## Gestellte Aufgabe A
Nenne alle Personen, die in der Rezension namentlich vorkommen.

## Dokumenttext
Handbuch der hessischen Geschichte, Band 1 Bevölkerung, Wirtschaft und Staat in Hessen 1806-1945, hg. v. Speitkamp, Winfried (= Veröffentlichungen der Historischen Kommission für Hessen 63). Historische Kommission für Hessen, Marburg 2010. XVI, 386 S. Besprochen von Gerhard Köbler.

 

Wie Einzelne, so bedürfen auch Allgemeinheiten immer wieder der Selbstvergewisserung. Von daher sind Handbücher der Geschichte einzelner Länder ganz selbverständlich. Deswegen ist auch trotz oder gerade wegen der Vielfältigkeit der Geschichte Hessens das Handbuch der hessischen Geschichte sehr zu begrüßen.

 

Allerdings hat, wie der Herausgeber des ersten Bandes in seiner Einführung darlegt, der als Beitrag zur modernen hessischen Geschichte und zugleich als Dokument der modernen Forschungsgeschichte in Hessen entstandene Band, wie das Handbuch überhaupt, eine lange Vorgeschichte, an dessen Anfang der auf den Gründungsherausgeber Walter Heinemeyer zurückgehende Plan stand, ein Handbuch in klassischem Stil zu schaffen, das ein gleichsam verbindliches Kompendium des gesicherten Wissens in dem Raum bieten sollte, der nach dem Ende des Zweiten Weltkriegs als Land Hessen politisch vereinigt wurde. Dieses Konzept folgte Vorbildern wie Bayern und Baden-Württemberg und erwies sich in der Umsetzung weitaus schwieriger als erhofft.

## Vorliegende Daten
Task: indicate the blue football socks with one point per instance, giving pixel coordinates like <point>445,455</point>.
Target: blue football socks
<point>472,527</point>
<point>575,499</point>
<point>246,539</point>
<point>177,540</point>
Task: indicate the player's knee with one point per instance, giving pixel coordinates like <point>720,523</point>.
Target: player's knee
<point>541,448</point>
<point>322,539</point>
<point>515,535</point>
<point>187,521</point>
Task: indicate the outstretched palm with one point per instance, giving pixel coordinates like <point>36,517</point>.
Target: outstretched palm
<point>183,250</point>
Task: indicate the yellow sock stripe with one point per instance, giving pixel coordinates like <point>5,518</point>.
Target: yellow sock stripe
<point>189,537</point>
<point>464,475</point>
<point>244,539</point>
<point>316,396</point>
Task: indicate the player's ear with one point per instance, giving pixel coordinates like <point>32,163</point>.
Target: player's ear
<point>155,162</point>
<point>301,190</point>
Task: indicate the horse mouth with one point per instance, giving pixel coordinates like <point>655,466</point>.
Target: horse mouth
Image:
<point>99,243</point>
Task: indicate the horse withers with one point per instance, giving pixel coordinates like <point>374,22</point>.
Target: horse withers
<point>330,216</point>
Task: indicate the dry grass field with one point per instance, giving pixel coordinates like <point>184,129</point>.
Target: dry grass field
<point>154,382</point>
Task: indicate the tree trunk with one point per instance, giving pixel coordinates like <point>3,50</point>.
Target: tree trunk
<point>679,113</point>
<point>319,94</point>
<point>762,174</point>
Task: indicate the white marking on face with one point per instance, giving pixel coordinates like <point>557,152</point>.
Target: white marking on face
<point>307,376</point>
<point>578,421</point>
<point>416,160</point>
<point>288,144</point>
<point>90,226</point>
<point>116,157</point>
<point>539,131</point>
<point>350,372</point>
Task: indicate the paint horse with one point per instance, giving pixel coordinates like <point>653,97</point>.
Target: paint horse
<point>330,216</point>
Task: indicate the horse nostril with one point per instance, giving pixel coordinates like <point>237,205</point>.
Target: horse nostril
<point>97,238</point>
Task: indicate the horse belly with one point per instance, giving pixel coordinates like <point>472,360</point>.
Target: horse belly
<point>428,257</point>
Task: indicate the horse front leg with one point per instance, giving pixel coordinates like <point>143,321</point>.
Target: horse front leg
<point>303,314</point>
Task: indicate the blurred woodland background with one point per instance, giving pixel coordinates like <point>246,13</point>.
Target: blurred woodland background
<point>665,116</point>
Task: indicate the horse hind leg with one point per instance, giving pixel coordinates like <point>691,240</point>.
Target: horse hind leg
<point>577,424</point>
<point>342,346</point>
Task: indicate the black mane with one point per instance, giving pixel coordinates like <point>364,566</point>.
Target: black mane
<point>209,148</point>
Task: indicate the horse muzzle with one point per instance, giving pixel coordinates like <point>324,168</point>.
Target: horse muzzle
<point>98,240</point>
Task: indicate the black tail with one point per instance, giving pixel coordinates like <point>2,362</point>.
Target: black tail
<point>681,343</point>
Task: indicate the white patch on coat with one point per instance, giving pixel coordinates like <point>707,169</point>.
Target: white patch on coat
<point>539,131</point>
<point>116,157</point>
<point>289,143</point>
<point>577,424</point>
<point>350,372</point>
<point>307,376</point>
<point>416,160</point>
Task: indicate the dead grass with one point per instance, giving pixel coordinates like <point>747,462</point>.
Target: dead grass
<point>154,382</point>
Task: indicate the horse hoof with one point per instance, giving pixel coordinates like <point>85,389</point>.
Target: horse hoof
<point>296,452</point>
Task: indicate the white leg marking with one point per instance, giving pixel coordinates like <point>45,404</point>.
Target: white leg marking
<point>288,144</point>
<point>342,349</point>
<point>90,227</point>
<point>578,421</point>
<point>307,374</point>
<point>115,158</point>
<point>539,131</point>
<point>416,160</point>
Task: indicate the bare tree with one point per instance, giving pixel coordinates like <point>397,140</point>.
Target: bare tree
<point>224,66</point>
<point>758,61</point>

## Gestellte Aufgabe B
Gib die Zeilen von der Zeile mit „Task: indicate the horse front“ bis einschließlich der Zeile mit „<point>209,148</point>“ vollständig wieder. Verschiebe dabei die Koordinaten in den Zeilen, die nur aus einem Punkt bestehen, um -13.

## Schriftliche Antwort A
Winfried Speitkamp, Gerhard Köbler, Walter Heinemeyer

## Schriftliche Antwort B
Task: indicate the horse front leg with one point per instance, giving pixel coordinates like <point>143,321</point>.
Target: horse front leg
<point>290,301</point>
Task: indicate the blurred woodland background with one point per instance, giving pixel coordinates like <point>246,13</point>.
Target: blurred woodland background
<point>652,103</point>
Task: indicate the horse hind leg with one point per instance, giving pixel coordinates like <point>691,240</point>.
Target: horse hind leg
<point>564,411</point>
<point>329,333</point>
Task: indicate the black mane with one point per instance, giving pixel coordinates like <point>364,566</point>.
Target: black mane
<point>196,135</point>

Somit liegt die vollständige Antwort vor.